ACTIVITY:
Each record in the material below must be written out again exactly.

────────────────────

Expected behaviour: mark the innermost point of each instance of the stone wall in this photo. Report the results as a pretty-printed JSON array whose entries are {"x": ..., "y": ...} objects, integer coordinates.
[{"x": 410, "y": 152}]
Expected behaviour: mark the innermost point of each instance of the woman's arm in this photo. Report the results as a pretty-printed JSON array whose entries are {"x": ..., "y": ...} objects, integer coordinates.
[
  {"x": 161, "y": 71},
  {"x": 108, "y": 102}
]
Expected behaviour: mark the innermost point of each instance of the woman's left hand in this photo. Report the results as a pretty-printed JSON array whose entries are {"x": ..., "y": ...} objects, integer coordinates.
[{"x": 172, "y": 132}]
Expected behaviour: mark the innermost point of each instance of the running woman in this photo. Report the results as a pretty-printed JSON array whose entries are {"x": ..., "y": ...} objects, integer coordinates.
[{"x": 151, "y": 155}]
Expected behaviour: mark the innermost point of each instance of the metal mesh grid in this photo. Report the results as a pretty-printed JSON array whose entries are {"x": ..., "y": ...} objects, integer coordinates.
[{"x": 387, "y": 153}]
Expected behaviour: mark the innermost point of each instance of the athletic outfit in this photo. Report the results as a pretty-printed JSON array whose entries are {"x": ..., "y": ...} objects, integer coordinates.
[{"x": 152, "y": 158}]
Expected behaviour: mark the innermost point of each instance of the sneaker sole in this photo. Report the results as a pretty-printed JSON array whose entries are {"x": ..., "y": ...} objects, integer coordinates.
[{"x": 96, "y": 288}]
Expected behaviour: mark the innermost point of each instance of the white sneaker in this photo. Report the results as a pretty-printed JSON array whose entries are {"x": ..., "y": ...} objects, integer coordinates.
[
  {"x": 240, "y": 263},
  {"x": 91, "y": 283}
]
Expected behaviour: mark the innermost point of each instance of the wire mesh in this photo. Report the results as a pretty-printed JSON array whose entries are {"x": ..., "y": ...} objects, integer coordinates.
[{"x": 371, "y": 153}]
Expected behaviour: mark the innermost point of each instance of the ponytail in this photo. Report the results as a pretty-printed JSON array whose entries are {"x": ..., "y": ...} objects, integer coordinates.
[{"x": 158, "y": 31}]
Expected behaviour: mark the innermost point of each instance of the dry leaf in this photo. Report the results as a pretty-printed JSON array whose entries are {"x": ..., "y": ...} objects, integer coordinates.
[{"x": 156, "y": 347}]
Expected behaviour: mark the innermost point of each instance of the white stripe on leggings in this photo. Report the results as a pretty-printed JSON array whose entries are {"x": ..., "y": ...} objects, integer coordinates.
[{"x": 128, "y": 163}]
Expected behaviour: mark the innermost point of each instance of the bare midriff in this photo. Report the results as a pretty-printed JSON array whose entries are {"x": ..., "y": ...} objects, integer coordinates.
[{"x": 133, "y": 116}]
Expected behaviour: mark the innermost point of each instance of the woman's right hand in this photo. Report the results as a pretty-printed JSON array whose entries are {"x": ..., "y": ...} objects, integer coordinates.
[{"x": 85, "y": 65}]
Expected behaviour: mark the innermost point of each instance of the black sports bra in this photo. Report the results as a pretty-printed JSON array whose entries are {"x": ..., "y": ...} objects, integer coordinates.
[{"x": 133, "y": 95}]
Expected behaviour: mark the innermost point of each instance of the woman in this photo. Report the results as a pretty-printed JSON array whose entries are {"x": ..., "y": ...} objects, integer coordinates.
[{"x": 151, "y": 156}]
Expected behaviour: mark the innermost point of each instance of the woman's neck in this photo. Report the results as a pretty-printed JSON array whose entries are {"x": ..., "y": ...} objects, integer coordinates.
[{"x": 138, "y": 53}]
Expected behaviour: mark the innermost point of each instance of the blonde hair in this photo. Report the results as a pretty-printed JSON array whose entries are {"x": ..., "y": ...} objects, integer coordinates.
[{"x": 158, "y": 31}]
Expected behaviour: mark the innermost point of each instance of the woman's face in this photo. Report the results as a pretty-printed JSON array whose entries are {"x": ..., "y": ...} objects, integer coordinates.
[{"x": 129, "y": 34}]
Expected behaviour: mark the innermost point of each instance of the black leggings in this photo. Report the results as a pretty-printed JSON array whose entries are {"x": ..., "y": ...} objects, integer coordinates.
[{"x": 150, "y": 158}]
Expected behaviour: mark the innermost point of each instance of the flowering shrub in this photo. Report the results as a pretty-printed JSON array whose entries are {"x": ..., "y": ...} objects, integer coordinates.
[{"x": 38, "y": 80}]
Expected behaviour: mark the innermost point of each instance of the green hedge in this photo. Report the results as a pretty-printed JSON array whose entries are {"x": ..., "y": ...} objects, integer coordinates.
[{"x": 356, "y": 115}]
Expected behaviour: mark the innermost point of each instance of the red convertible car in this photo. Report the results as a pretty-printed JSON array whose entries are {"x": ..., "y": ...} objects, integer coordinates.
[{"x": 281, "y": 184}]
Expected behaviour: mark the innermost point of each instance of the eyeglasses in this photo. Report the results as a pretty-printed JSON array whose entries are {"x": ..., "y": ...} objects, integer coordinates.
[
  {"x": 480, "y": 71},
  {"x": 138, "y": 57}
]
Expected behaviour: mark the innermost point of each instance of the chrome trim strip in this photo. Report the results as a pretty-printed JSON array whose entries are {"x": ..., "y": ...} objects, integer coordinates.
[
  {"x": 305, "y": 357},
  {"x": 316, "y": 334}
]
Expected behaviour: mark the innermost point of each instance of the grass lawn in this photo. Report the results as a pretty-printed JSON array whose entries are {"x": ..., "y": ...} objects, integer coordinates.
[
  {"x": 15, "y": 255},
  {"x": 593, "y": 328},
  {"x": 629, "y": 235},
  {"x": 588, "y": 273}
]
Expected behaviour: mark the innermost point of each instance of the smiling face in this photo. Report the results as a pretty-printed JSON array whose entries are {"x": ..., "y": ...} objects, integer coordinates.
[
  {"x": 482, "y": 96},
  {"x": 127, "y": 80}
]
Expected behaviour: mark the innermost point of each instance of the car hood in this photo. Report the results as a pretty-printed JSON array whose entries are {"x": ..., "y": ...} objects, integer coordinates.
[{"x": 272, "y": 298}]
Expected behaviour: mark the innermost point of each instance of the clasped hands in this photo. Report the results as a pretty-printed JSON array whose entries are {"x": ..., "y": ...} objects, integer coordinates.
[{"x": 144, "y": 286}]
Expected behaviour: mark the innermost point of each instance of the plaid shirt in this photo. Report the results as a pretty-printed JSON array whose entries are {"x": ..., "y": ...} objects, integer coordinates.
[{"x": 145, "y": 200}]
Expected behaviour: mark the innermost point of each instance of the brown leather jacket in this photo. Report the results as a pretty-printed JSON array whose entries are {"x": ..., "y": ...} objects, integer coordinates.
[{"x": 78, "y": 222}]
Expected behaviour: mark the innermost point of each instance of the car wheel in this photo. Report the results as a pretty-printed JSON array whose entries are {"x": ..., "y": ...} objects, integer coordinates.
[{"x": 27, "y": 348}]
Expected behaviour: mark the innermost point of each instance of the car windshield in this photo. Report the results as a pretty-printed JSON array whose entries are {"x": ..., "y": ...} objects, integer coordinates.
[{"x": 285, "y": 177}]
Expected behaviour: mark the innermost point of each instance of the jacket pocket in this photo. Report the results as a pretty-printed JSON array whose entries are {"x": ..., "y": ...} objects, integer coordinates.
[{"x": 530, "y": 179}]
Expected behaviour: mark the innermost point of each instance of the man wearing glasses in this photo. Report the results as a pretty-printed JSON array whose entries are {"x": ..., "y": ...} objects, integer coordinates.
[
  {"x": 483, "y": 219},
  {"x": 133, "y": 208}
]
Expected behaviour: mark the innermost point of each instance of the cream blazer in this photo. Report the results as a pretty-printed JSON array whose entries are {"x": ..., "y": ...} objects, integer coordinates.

────────────────────

WRITTEN SOLUTION:
Expected behaviour: mark the innermost point of each instance of the stone wall in this photo. Report the results as a pretty-printed JSON array whose entries are {"x": ..., "y": ...} objects, integer coordinates.
[{"x": 410, "y": 152}]
Expected behaviour: mark the innermost point of each instance of the woman's arm in this photo. Report the results as a pretty-printed JSON array whose entries are {"x": ..., "y": ...} objects, integer coordinates.
[
  {"x": 161, "y": 71},
  {"x": 108, "y": 102}
]
Expected behaviour: mark the innermost point of each instance of the woman's left hand in this photo. Report the results as a pretty-printed JSON array whose entries are {"x": ..., "y": ...} objects, integer coordinates.
[{"x": 172, "y": 132}]
Expected behaviour: mark the innermost point of each instance of the running woman in this photo. Report the results as a pretty-printed JSON array whose entries are {"x": ..., "y": ...} objects, integer coordinates.
[{"x": 151, "y": 155}]
Expected behaviour: mark the innermost point of each instance of the metal mesh grid in this photo. Report the results as a pretty-printed JSON array whose entries are {"x": ..., "y": ...} objects, integer coordinates.
[{"x": 387, "y": 153}]
Expected behaviour: mark the innermost point of each instance of the athletic outfit in this photo. Report the results as a pretty-printed JSON array whose entries are {"x": ..., "y": ...} objects, integer coordinates.
[{"x": 152, "y": 158}]
Expected behaviour: mark the innermost point of each instance of the sneaker sole in this photo. Report the results as a pretty-printed JSON array whose entries are {"x": ..., "y": ...} objects, integer coordinates.
[{"x": 96, "y": 288}]
Expected behaviour: mark the innermost point of each instance of the white sneaker in this photo. Report the results as a pretty-printed JSON array whose entries are {"x": ..., "y": ...} objects, integer coordinates.
[
  {"x": 240, "y": 263},
  {"x": 91, "y": 283}
]
Expected behaviour: mark the innermost point of each instance of the wire mesh in this photo. Report the results as a pretty-printed JSON array whose entries are {"x": ..., "y": ...} objects, integer coordinates.
[{"x": 371, "y": 153}]
Expected behaviour: mark the innermost point of each instance of the ponytail in this photo. Report the results as a pretty-printed JSON array whose entries are {"x": ..., "y": ...} objects, integer coordinates.
[{"x": 158, "y": 31}]
Expected behaviour: mark the innermost point of each instance of the dry leaf in this photo. Report the results as a pretty-printed JSON array whose entries are {"x": ..., "y": ...} objects, integer coordinates.
[{"x": 156, "y": 347}]
Expected behaviour: mark the innermost point of each instance of the white stripe on leggings in this photo. Report the results as a pretty-printed JSON array whose entries are {"x": ..., "y": ...} objects, integer coordinates.
[{"x": 128, "y": 163}]
Expected behaviour: mark the innermost point of each instance of the bare midriff in this photo. Report the results as a pretty-printed JSON array whose entries are {"x": ..., "y": ...} objects, integer coordinates.
[{"x": 133, "y": 116}]
Expected behaviour: mark the innermost point of each instance of the woman's right hand in this photo. Report the results as a pretty-printed JSON array whose entries are {"x": ..., "y": ...} objects, integer coordinates.
[{"x": 85, "y": 65}]
Expected behaviour: mark the innermost point of each instance of the black sports bra in this photo. Report the results as a pretty-printed JSON array whose entries are {"x": ..., "y": ...} objects, integer coordinates.
[{"x": 133, "y": 95}]
Expected behaviour: mark the innermost point of each instance of the woman in this photo. Report the results as a pretty-printed JSON array whose entries are {"x": ..., "y": ...} objects, integer coordinates.
[{"x": 151, "y": 156}]
Expected behaviour: mark the innermost point of each instance of the woman's neck in this photo. Report the results as a pretty-printed JSON array whose entries are {"x": ..., "y": ...} objects, integer coordinates.
[{"x": 138, "y": 53}]
Expected behaviour: mark the innermost point of each instance of the blonde hair in this photo. Report the results as a pretty-printed JSON array whose entries are {"x": ..., "y": ...} objects, integer coordinates.
[{"x": 158, "y": 31}]
Expected behaviour: mark the innermost point of each instance of the woman's face in this photo. Report the results as a pretty-printed JSON array whose entries are {"x": ..., "y": ...} objects, integer coordinates.
[{"x": 129, "y": 34}]
Expected behaviour: mark the innermost point of each instance of the black leggings in this photo. Report the results as a pretty-printed JSON array whose entries are {"x": ..., "y": ...} objects, integer coordinates.
[{"x": 150, "y": 158}]
Expected behaviour: mark the innermost point of each instance of the flowering shrub in this photo. Report the results as a pretty-printed JSON array whose entries are {"x": ..., "y": ...} objects, integer coordinates.
[{"x": 38, "y": 80}]
Expected behaviour: mark the innermost point of each instance of the green hedge in this photo. Report the results as a pretty-printed JSON array whose entries are {"x": ..., "y": ...} objects, integer coordinates.
[{"x": 356, "y": 115}]
Expected behaviour: mark the innermost point of each instance of the red convertible car in this photo. Report the results as a pretty-printed JSON array whose entries are {"x": ..., "y": ...} objects, integer coordinates.
[{"x": 281, "y": 184}]
Expected behaviour: mark the innermost point of each instance of the eyeglasses in this photo. Report the results as a pretty-printed JSON array whose entries are {"x": ..., "y": ...} objects, integer coordinates.
[
  {"x": 480, "y": 71},
  {"x": 138, "y": 57}
]
Expected behaviour: mark the innermost point of each instance of the chrome trim strip in this photo. Report the results as a pretty-printed JSON array whose entries are {"x": ..., "y": ...} objects, integer coordinates.
[
  {"x": 305, "y": 357},
  {"x": 316, "y": 334}
]
Expected behaviour: mark the innermost point of each instance of the grass lawn in this photo. Report the results as a pretty-printed JSON array whose entries are {"x": ..., "y": ...} objects, integer coordinates.
[
  {"x": 15, "y": 255},
  {"x": 593, "y": 328},
  {"x": 629, "y": 235},
  {"x": 588, "y": 273}
]
Expected behaviour: mark the innermost point of each instance of the smiling face in this photo. Report the results as a pretty-printed JSON array whose entries are {"x": ..., "y": ...} objects, integer coordinates.
[
  {"x": 482, "y": 96},
  {"x": 127, "y": 80}
]
Expected behaviour: mark the innermost point of each instance of the car hood in this photo. Report the results as a pretty-printed JSON array whose entries are {"x": ..., "y": ...} objects, integer coordinates.
[{"x": 272, "y": 298}]
Expected behaviour: mark the innermost point of each instance of the clasped hands in this photo. Report the results as a pretty-printed JSON array whose entries are {"x": ..., "y": ...} objects, integer coordinates.
[{"x": 144, "y": 286}]
Expected behaviour: mark the innermost point of each instance of the plaid shirt in this photo. Report the results as a pretty-printed JSON array whose entries are {"x": ..., "y": ...} objects, integer coordinates.
[{"x": 145, "y": 200}]
Expected behaviour: mark the innermost point of each instance of the brown leather jacket in this photo. Report the results as a pretty-printed JSON array whose entries are {"x": ..., "y": ...} objects, integer coordinates.
[{"x": 78, "y": 222}]
Expected behaviour: mark the innermost point of each instance of the car wheel in this photo. Report the results as a pretty-printed JSON array whose entries are {"x": ..., "y": ...} objects, integer coordinates.
[{"x": 27, "y": 348}]
Expected behaviour: mark the innermost point of each instance of the car windshield in this photo. Report the results as a pretty-printed JSON array whose entries are {"x": ..., "y": ...} objects, integer coordinates.
[{"x": 285, "y": 177}]
Expected behaviour: mark the innermost point of each instance of the jacket pocket in this photo. Report the results as a pretty-printed JSON array whose entries are {"x": ..., "y": ...} objects, integer coordinates.
[{"x": 530, "y": 179}]
Expected behaviour: mark the innermost point of each instance of the man wearing glasses in this photo. Report the results as a pretty-printed JSON array whose entries are {"x": ..., "y": ...} objects, integer coordinates.
[
  {"x": 483, "y": 219},
  {"x": 133, "y": 208}
]
Expected behaviour: mark the innermost point of each instance of the cream blazer in this photo. Report the results as a pretty-printed JSON array whose entries are {"x": ..., "y": ...} objects, integer coordinates.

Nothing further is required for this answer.